**Consigne**.
D'après le texte sur Jesse Eisenberg :
(a) Quel personnage l'acteur incarne-t-il dans Batman v Superman ?
(b) Quelle actrice son personnage saoule-t-il d'idées dans la scène d'ouverture de The Social Network ?
(c) Dans quelle ville est-il venu défendre Café Society ?

**Texte fourni**.
====================
Jesse Eisenberg, l’homme pressé
Hyperactif, Jesse Eisenberg se multiplie sur les écrans et ailleurs, retrouvant la franchise Now You See Me après avoir récemment campé l’alter ego de Woody Allen dans Café Society et incarné Lex Luthor dans Batman v Superman.
Nul n’a oublié la scène d’ouverture de The Social Network où, sous les traits de Mark Zuckerberg, le futur créateur de Facebook, Jesse Eisenberg saoulait Rooney Mara à force de la bombarder d’idées -trois par phrases, au bas mot. Un rôle de composition, bien sûr, mais encore: l’acteur que l’on rencontre à Cannes, où il est venu défendre Café Society de Woody Allen, n’est pas sans ressemblance avec son personnage d’alors, en effet. L’intelligence aux aguets, mais aussi un débit à même de faire pâlir Martin Scorsese lui-même, comme s’il lui fallait courir après les mots qu’il lâche en rafales.
====================
**Enregistrements d'étiquetage de lieux**.
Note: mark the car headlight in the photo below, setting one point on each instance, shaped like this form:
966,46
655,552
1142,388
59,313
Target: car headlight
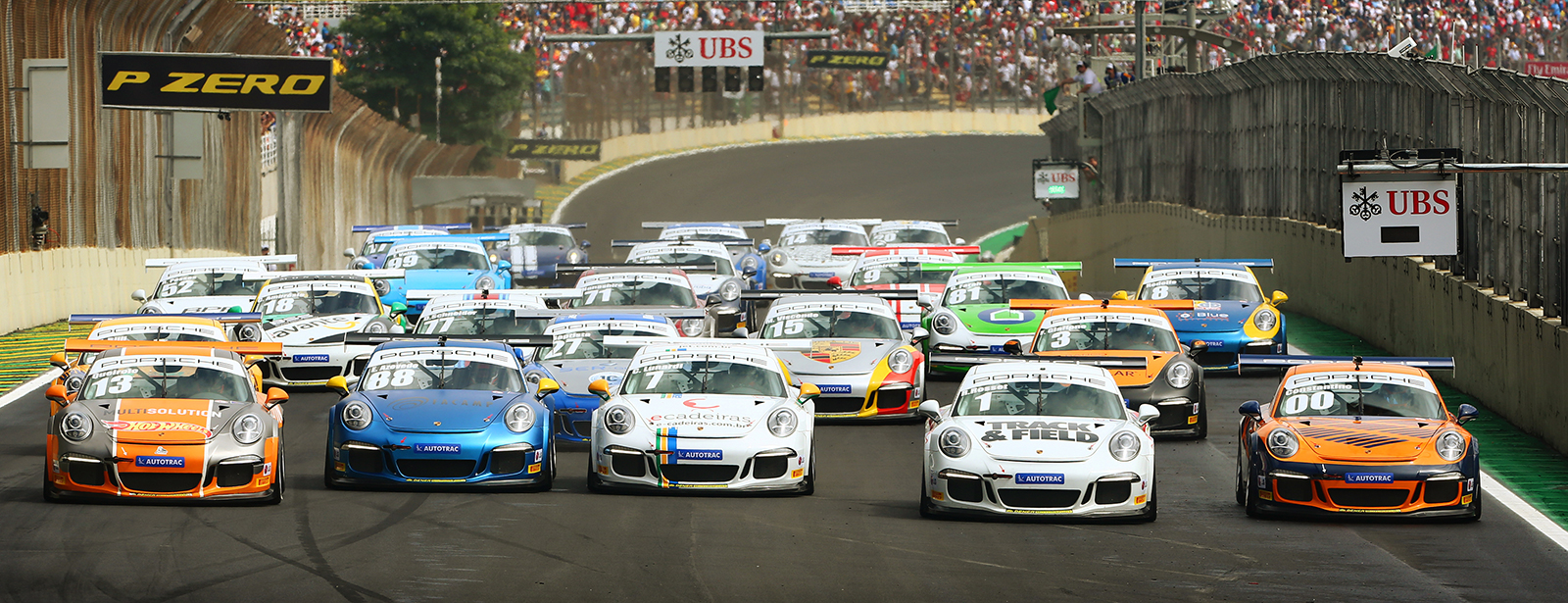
====================
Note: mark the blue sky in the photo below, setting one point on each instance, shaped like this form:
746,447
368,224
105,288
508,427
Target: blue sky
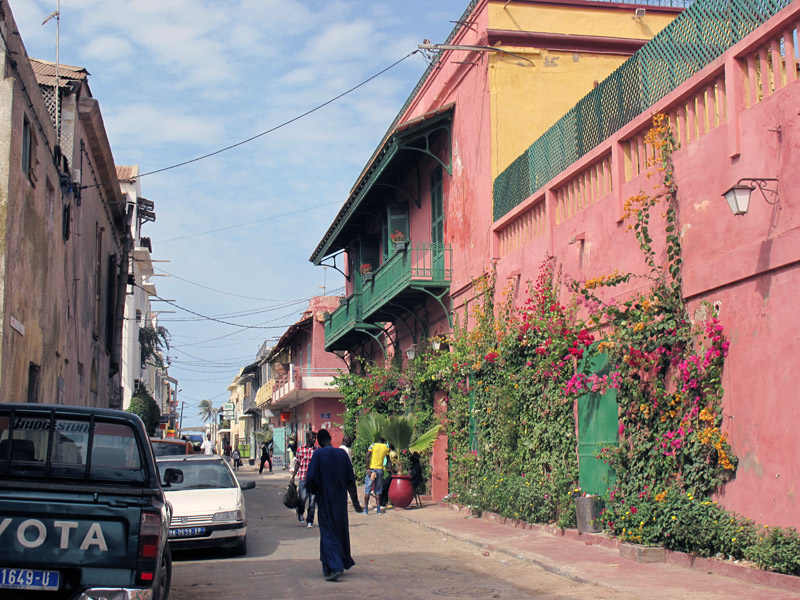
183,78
====================
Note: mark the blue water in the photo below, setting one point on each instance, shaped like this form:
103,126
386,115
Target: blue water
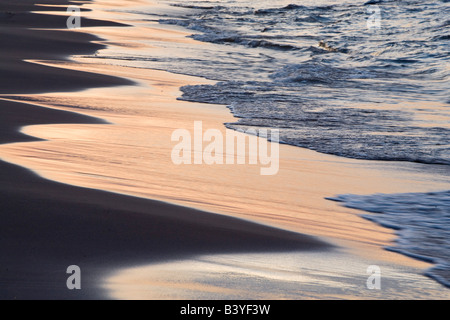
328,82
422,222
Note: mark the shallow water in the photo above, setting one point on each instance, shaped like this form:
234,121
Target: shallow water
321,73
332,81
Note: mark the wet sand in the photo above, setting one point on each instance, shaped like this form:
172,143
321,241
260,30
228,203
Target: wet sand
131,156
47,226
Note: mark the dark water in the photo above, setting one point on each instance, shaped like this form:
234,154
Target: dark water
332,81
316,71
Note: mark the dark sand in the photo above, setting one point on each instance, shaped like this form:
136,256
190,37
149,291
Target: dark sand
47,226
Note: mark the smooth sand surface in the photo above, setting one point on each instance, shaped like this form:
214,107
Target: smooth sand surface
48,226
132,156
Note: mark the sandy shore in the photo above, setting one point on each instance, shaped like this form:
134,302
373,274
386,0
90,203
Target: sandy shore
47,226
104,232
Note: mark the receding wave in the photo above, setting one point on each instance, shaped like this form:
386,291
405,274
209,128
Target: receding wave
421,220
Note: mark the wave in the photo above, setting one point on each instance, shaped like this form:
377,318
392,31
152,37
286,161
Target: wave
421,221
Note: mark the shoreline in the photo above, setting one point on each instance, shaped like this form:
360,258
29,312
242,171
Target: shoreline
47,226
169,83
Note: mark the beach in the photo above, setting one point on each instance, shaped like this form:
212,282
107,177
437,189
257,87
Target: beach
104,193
====================
**Réponse complète**.
(a) Lex Luthor.
(b) Rooney Mara.
(c) À Cannes.